Write out the material in full, matching each line exactly.

* _Recorded data_:
◇ ◇ ◇

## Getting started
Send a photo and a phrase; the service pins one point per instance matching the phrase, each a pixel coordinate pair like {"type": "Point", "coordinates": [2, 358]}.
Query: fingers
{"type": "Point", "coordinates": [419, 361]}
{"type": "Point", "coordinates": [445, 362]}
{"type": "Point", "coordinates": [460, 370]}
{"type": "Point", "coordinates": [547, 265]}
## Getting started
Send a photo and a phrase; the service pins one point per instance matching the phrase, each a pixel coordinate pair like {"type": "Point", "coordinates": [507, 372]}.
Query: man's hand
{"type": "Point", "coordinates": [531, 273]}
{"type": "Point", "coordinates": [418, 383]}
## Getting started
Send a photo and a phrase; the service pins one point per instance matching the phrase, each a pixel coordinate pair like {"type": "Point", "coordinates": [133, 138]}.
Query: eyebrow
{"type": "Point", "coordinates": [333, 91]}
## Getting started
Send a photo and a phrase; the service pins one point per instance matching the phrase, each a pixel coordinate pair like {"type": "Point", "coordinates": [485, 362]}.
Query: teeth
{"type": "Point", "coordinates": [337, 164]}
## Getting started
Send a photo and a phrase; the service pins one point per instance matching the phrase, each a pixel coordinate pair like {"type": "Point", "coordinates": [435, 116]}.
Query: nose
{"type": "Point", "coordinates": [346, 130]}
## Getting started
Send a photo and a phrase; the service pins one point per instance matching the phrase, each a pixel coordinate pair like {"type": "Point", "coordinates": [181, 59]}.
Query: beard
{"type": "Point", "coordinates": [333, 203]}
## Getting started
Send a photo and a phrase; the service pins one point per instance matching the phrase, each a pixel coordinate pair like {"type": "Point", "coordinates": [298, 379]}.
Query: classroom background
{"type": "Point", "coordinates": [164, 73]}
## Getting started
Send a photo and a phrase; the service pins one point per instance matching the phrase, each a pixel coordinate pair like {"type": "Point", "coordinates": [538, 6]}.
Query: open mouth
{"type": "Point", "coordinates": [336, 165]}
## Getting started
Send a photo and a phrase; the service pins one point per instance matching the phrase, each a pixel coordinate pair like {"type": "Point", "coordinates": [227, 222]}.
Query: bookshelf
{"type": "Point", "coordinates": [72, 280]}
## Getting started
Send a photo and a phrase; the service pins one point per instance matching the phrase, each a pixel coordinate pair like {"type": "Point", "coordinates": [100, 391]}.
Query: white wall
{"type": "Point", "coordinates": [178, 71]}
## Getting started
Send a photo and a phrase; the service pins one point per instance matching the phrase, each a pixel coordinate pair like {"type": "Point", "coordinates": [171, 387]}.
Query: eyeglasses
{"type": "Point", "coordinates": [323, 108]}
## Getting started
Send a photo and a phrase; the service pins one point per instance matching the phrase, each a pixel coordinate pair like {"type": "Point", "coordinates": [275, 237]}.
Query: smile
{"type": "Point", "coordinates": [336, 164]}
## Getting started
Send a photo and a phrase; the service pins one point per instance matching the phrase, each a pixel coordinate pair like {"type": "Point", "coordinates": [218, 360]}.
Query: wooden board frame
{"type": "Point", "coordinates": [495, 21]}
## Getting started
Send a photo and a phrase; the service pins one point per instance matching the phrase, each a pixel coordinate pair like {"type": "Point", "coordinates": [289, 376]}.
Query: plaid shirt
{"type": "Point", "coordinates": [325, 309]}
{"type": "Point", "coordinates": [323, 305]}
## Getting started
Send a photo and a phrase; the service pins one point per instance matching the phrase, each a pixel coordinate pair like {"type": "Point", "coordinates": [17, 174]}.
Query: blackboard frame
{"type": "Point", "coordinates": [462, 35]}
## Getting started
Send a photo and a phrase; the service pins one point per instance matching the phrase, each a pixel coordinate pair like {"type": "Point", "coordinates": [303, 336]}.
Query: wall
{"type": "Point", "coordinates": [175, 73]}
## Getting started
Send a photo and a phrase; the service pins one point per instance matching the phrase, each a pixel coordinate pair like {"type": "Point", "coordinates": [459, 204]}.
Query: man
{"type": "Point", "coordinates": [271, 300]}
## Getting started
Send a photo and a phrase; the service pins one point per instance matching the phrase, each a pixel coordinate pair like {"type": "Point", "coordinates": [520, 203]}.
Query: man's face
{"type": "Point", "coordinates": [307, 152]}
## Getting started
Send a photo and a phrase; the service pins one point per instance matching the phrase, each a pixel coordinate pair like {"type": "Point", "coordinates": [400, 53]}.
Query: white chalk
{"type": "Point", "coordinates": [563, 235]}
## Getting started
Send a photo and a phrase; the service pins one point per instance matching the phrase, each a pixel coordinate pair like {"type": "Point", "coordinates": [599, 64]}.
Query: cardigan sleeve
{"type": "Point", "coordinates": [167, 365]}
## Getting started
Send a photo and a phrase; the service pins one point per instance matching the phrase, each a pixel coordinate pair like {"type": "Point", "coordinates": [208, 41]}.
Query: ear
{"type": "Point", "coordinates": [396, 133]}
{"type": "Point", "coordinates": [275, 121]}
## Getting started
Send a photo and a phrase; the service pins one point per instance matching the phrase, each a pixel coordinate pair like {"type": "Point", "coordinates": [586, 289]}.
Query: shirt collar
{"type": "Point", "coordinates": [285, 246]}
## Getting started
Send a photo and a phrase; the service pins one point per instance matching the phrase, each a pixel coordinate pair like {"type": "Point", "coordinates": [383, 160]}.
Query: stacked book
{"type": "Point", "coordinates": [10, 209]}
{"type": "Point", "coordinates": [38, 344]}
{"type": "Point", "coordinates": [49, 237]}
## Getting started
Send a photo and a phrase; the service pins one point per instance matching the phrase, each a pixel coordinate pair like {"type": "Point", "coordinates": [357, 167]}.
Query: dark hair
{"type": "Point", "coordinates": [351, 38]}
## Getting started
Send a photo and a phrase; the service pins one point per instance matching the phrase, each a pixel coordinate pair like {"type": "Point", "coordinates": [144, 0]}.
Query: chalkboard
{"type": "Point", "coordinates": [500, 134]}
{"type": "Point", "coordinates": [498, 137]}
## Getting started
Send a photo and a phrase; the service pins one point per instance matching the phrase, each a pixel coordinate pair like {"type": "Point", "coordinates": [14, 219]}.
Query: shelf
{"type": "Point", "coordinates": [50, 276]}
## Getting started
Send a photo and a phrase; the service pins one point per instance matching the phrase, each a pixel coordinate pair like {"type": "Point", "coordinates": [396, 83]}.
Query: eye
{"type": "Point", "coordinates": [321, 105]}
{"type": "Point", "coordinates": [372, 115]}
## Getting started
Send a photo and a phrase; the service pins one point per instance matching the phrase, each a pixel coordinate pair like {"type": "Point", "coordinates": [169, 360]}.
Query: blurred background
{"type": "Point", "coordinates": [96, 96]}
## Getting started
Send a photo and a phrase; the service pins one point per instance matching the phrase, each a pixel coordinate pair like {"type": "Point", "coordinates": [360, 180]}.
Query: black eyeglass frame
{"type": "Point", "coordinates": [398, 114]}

◇ ◇ ◇

* _Result of this exercise_:
## Getting started
Send a photo and a phrase; the service pins one point per instance matching the phrase, each a pixel coordinate pair like {"type": "Point", "coordinates": [2, 358]}.
Query: fingers
{"type": "Point", "coordinates": [419, 361]}
{"type": "Point", "coordinates": [445, 362]}
{"type": "Point", "coordinates": [460, 370]}
{"type": "Point", "coordinates": [547, 265]}
## Getting started
Send a photo and a phrase; the service pins one point per instance matching the phrase, each a pixel coordinate pair like {"type": "Point", "coordinates": [507, 372]}.
Query: man's hand
{"type": "Point", "coordinates": [531, 273]}
{"type": "Point", "coordinates": [418, 383]}
## Getting started
Send a photo and a phrase; the service pins one point per instance matching the phrase, each a pixel coordinate pair like {"type": "Point", "coordinates": [133, 138]}.
Query: eyebrow
{"type": "Point", "coordinates": [333, 91]}
## Getting started
Send a photo and a phrase; the service pins one point per instance matching the phrase, each a pixel coordinate pair like {"type": "Point", "coordinates": [485, 362]}.
Query: teeth
{"type": "Point", "coordinates": [337, 164]}
## Getting started
Send a photo and a phrase; the service pins one point per instance matching the phrase, each a pixel coordinate pair like {"type": "Point", "coordinates": [435, 116]}.
Query: nose
{"type": "Point", "coordinates": [346, 130]}
## Getting started
Send a photo and a phrase; the service pins one point per instance matching the phrase, each a pixel coordinate pair like {"type": "Point", "coordinates": [181, 59]}.
Query: beard
{"type": "Point", "coordinates": [333, 203]}
## Getting started
Send a photo and a phrase; the service pins one point per instance matching the phrase, each a pixel coordinate pair like {"type": "Point", "coordinates": [298, 379]}.
Query: classroom background
{"type": "Point", "coordinates": [164, 73]}
## Getting started
Send a photo and a phrase; the service pins one point per instance matching the phrase, each a pixel coordinate pair like {"type": "Point", "coordinates": [538, 6]}.
Query: open mouth
{"type": "Point", "coordinates": [336, 165]}
## Getting started
Send a photo and a phrase; the service pins one point per instance matching the phrase, each a pixel coordinate pair like {"type": "Point", "coordinates": [227, 222]}.
Query: bookshelf
{"type": "Point", "coordinates": [72, 280]}
## Getting started
Send a photo and a phrase; the service pins one point per instance matching the phrase, each a pixel coordinate pair like {"type": "Point", "coordinates": [100, 391]}.
Query: white wall
{"type": "Point", "coordinates": [178, 71]}
## Getting started
Send a photo and a phrase; the service pins one point per instance matching the phrase, each a pixel coordinate pair like {"type": "Point", "coordinates": [171, 387]}.
Query: eyeglasses
{"type": "Point", "coordinates": [323, 108]}
## Getting started
Send a photo and a phrase; the service pins one point per instance matching the phrase, each a pixel coordinate pair like {"type": "Point", "coordinates": [275, 237]}.
Query: smile
{"type": "Point", "coordinates": [336, 164]}
## Getting started
Send a photo and a phrase; the service pins one point per instance matching the phrase, each a pixel coordinate pair like {"type": "Point", "coordinates": [218, 360]}.
Query: wooden board frame
{"type": "Point", "coordinates": [495, 21]}
## Getting started
Send a photo and a phrase; the service pins one point per instance matching the phrase, each a pixel coordinate pair like {"type": "Point", "coordinates": [289, 376]}.
Query: plaid shirt
{"type": "Point", "coordinates": [325, 309]}
{"type": "Point", "coordinates": [323, 305]}
## Getting started
Send a photo and a phrase; the service pins one point per instance matching the phrase, each a pixel coordinate pair like {"type": "Point", "coordinates": [17, 174]}.
Query: blackboard frame
{"type": "Point", "coordinates": [462, 35]}
## Getting started
Send a photo and a phrase; the service pins one point per instance matching the phrase, each a pixel coordinate pair like {"type": "Point", "coordinates": [303, 336]}.
Query: wall
{"type": "Point", "coordinates": [175, 73]}
## Getting started
Send a photo and a phrase; the service pins one point per instance matching the phrase, each a pixel coordinate pair like {"type": "Point", "coordinates": [459, 204]}.
Query: man
{"type": "Point", "coordinates": [271, 300]}
## Getting started
Send a photo and a phrase; the service pins one point per instance matching the phrase, each a pixel coordinate pair like {"type": "Point", "coordinates": [520, 203]}.
Query: man's face
{"type": "Point", "coordinates": [307, 152]}
## Getting started
Send a photo and a phrase; the service pins one point per instance matching the phrase, each a pixel coordinate pair like {"type": "Point", "coordinates": [400, 53]}.
Query: white chalk
{"type": "Point", "coordinates": [563, 235]}
## Getting started
Send a photo and a phrase; the service pins one point per instance matching the phrase, each a pixel coordinate pair like {"type": "Point", "coordinates": [599, 64]}.
Query: cardigan sleeve
{"type": "Point", "coordinates": [167, 365]}
## Getting started
Send a photo and a phrase; the service pins one point per instance matching the phrase, each a pixel coordinate pair like {"type": "Point", "coordinates": [208, 41]}.
Query: ear
{"type": "Point", "coordinates": [396, 133]}
{"type": "Point", "coordinates": [275, 121]}
## Getting started
Send a photo and a phrase; the service pins one point per instance matching the phrase, each a pixel coordinate pair like {"type": "Point", "coordinates": [586, 289]}.
Query: shirt collar
{"type": "Point", "coordinates": [285, 246]}
## Getting started
Send a photo and a phrase; the service pins one point per instance matching the phrase, each a pixel coordinate pair like {"type": "Point", "coordinates": [383, 160]}.
Query: stacked book
{"type": "Point", "coordinates": [10, 209]}
{"type": "Point", "coordinates": [38, 344]}
{"type": "Point", "coordinates": [49, 237]}
## Getting started
Send a photo and a phrase; the service pins one point per instance matching the phrase, each a pixel coordinate pair like {"type": "Point", "coordinates": [357, 167]}.
Query: dark hair
{"type": "Point", "coordinates": [351, 38]}
## Getting started
Send a photo and a phrase; the service pins one point per instance matching the phrase, each a pixel coordinate pair like {"type": "Point", "coordinates": [144, 0]}.
Query: chalkboard
{"type": "Point", "coordinates": [500, 134]}
{"type": "Point", "coordinates": [498, 137]}
## Getting started
Send a photo and a phrase; the service pins one point per instance matching the phrase, each a pixel coordinate pair like {"type": "Point", "coordinates": [14, 219]}.
Query: shelf
{"type": "Point", "coordinates": [50, 276]}
## Getting started
Send a photo and a phrase; the service pins one point per instance matching the phrase, each a pixel coordinate pair like {"type": "Point", "coordinates": [396, 83]}.
Query: eye
{"type": "Point", "coordinates": [321, 105]}
{"type": "Point", "coordinates": [372, 115]}
## Getting started
Send a photo and a phrase; the service pins one point per instance matching the phrase, each a pixel coordinate pair like {"type": "Point", "coordinates": [169, 360]}.
Query: blurred background
{"type": "Point", "coordinates": [96, 96]}
## Getting started
Send a photo and a phrase; the service pins one point per instance matching the phrase, each a pixel coordinate pair like {"type": "Point", "coordinates": [360, 180]}.
Query: black eyeglass frame
{"type": "Point", "coordinates": [398, 114]}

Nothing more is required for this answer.